Prompt:
Reproduce the entries below verbatim, from the first line through the line containing "point(699, 427)", with both of those lines included.

Material shown:
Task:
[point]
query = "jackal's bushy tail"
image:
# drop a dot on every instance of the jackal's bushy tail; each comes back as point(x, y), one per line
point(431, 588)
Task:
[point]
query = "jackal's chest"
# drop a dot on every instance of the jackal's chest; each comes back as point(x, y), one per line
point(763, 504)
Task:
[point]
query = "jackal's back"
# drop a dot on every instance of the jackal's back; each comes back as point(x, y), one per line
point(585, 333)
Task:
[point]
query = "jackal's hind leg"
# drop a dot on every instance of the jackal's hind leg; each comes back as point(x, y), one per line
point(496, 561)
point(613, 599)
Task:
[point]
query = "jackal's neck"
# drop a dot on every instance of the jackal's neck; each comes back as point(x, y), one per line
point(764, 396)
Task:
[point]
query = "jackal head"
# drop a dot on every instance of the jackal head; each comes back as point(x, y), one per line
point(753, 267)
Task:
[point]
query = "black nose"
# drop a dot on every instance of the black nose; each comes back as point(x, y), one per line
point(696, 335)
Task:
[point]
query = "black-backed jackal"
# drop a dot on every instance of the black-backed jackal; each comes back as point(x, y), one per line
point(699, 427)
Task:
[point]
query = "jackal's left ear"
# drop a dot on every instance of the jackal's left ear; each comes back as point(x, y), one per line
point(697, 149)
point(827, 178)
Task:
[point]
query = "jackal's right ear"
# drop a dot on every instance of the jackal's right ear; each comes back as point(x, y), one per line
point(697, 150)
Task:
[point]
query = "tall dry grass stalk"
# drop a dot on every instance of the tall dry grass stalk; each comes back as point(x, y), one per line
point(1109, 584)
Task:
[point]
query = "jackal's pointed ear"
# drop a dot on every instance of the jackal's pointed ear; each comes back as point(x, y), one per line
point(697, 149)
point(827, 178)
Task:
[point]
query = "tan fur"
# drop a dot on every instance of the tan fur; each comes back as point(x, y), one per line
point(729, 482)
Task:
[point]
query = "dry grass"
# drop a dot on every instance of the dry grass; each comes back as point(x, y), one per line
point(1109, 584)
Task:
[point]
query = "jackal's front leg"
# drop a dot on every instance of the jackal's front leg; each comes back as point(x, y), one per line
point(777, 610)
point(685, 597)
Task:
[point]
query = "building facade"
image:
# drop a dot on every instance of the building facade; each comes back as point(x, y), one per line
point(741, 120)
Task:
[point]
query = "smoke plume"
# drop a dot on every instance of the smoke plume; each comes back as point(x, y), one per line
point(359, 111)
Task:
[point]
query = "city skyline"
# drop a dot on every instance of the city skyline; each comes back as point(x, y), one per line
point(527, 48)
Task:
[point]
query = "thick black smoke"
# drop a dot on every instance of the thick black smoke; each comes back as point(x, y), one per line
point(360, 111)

Correct answer:
Task:
[point]
query = "jackal's bushy tail"
image:
# drop a dot on every instance of the jackal's bushy tail; each comes back as point(x, y), one per line
point(431, 588)
Task:
[point]
query = "jackal's chest"
# drop a dot on every instance of the jackal's chest; each comes back as point(x, y), one per line
point(763, 504)
Task:
[point]
query = "jackal's back"
# drop a dot on every instance of the jackal's back; each comes back as point(x, y), one per line
point(585, 333)
Task:
[point]
query = "jackal's hind leg"
# drop a dot on every instance of the jackal's hind leg; each comes back as point(x, y), one per line
point(496, 561)
point(613, 599)
Task:
[point]
query = "jackal's neck"
# drop a dot on every instance of the jackal's neck; each comes back as point(x, y), one per line
point(764, 396)
Task:
[point]
query = "jackal head"
# drop a dot on every instance of the jackal head; each comes back as point(x, y), one per line
point(753, 267)
Task:
[point]
query = "black nose"
# drop a dot on every instance of the black nose; each comes back as point(x, y), one per line
point(696, 335)
Task:
[point]
query = "black-backed jackal"
# drop a dot on every instance of the black-backed jackal; each comes back as point(x, y), one per line
point(699, 427)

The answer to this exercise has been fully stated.